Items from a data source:
◆ ◆ ◆

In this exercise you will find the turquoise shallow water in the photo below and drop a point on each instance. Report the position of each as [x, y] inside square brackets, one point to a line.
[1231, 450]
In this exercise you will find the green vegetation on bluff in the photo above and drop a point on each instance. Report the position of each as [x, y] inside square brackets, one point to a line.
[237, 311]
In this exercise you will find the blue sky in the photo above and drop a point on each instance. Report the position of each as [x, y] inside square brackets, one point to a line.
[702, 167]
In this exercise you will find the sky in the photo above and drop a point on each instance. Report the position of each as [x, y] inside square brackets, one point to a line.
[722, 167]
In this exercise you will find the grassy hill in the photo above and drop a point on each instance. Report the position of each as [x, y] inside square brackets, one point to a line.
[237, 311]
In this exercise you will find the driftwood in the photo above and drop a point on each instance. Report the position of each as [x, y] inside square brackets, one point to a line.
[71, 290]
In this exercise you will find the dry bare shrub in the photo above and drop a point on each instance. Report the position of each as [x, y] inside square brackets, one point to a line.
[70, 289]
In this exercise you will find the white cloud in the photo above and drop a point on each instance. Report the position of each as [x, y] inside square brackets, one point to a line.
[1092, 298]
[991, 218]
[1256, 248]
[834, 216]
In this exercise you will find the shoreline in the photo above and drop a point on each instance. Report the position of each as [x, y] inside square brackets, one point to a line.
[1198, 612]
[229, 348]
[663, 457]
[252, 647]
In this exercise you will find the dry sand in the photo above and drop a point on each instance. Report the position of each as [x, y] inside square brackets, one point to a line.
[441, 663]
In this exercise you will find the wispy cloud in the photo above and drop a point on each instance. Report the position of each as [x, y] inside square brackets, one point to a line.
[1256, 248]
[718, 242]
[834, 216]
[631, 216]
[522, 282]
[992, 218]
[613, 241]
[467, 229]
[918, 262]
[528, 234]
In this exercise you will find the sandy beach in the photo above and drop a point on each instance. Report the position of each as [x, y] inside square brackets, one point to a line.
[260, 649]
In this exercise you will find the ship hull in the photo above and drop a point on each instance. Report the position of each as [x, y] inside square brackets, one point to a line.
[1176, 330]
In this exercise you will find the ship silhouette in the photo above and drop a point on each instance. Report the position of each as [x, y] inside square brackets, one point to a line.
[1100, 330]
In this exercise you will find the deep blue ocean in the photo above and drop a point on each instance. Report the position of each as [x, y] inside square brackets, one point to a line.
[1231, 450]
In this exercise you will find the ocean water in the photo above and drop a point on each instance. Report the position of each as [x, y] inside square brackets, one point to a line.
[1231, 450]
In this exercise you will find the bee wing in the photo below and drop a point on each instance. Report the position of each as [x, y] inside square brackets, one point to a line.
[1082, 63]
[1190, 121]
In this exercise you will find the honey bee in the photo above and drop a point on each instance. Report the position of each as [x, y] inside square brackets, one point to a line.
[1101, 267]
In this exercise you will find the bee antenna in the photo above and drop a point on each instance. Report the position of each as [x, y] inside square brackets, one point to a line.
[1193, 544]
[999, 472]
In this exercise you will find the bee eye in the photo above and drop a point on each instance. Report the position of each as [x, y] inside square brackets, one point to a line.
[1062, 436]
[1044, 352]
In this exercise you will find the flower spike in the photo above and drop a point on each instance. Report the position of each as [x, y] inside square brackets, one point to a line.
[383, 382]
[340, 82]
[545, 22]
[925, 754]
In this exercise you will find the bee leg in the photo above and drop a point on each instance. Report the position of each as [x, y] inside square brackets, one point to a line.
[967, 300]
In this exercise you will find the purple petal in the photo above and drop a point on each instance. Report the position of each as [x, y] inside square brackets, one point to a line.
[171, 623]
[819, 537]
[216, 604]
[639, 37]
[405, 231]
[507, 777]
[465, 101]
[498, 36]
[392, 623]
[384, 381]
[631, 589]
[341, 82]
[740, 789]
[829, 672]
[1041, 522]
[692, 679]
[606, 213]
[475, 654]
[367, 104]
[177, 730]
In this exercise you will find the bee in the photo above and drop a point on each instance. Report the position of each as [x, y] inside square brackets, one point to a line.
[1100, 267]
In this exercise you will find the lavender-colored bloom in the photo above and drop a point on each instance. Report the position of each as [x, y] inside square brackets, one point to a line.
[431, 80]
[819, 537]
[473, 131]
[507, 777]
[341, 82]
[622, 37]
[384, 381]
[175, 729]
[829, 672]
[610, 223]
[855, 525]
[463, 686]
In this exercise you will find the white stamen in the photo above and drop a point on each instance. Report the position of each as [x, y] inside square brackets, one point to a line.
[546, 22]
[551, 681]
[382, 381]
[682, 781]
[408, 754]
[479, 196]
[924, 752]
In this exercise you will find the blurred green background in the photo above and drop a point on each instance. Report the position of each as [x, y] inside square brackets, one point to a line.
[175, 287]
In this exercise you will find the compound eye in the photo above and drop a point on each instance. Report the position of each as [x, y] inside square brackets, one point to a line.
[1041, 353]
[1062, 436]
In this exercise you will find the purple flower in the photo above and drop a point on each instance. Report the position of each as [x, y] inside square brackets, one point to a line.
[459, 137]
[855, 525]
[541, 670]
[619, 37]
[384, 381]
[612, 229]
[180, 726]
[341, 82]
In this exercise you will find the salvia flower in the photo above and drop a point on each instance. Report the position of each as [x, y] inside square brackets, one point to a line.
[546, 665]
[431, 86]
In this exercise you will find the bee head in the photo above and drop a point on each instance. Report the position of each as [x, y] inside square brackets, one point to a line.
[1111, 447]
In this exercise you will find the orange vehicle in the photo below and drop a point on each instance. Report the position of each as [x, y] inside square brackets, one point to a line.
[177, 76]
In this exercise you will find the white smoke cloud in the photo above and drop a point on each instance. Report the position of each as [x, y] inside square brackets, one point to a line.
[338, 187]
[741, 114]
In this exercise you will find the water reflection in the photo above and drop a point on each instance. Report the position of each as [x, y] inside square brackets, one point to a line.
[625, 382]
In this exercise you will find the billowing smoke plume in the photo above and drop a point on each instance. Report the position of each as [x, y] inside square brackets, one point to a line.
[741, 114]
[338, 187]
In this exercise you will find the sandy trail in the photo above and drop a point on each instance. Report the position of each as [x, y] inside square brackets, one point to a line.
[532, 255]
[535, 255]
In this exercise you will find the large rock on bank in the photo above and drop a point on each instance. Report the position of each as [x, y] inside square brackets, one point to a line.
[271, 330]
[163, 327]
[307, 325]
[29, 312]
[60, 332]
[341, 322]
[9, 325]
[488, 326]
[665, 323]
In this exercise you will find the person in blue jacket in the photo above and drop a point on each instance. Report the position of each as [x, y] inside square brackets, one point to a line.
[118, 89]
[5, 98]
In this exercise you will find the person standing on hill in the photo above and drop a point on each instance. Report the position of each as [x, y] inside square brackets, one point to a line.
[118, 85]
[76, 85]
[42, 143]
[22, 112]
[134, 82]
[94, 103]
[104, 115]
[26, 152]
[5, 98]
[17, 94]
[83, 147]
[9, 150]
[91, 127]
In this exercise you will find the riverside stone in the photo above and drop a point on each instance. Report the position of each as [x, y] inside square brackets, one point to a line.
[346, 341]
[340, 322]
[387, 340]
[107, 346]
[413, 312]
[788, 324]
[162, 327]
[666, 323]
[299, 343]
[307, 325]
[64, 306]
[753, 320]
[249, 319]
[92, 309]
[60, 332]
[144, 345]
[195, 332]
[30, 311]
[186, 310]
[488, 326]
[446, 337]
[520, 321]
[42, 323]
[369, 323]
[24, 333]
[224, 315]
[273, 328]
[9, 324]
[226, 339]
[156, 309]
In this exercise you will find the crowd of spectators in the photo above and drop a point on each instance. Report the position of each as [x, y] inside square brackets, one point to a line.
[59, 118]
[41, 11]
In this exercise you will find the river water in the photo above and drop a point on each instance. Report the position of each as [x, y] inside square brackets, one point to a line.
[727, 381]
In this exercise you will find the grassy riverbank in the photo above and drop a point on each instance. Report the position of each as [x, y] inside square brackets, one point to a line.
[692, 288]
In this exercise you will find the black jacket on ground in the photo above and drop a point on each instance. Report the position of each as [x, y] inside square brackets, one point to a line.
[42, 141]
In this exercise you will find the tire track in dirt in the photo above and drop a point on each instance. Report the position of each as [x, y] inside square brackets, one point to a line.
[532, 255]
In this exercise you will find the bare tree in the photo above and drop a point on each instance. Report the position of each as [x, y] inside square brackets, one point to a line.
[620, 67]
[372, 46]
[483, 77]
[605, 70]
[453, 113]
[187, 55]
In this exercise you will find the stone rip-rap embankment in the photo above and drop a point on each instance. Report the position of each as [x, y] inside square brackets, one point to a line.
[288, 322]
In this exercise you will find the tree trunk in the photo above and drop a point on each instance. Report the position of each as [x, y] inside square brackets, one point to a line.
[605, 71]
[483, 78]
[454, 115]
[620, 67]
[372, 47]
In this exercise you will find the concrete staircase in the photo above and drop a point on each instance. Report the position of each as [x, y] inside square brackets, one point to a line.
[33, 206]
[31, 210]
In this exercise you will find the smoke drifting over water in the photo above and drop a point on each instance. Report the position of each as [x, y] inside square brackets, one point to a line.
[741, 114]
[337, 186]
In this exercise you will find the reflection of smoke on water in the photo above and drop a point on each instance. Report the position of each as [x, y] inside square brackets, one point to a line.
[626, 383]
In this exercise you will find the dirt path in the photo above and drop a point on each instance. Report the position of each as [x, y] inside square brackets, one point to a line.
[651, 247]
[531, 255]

◆ ◆ ◆

Please print exactly the lines from the one containing "In this exercise you will find the dirt" through the last line of the records, both included, and nothing else.

In this exercise you will find the dirt path in the photo above and drop a point on each instance. Report the position of each as [x, y] inside square brackets, one point to a line.
[651, 247]
[531, 255]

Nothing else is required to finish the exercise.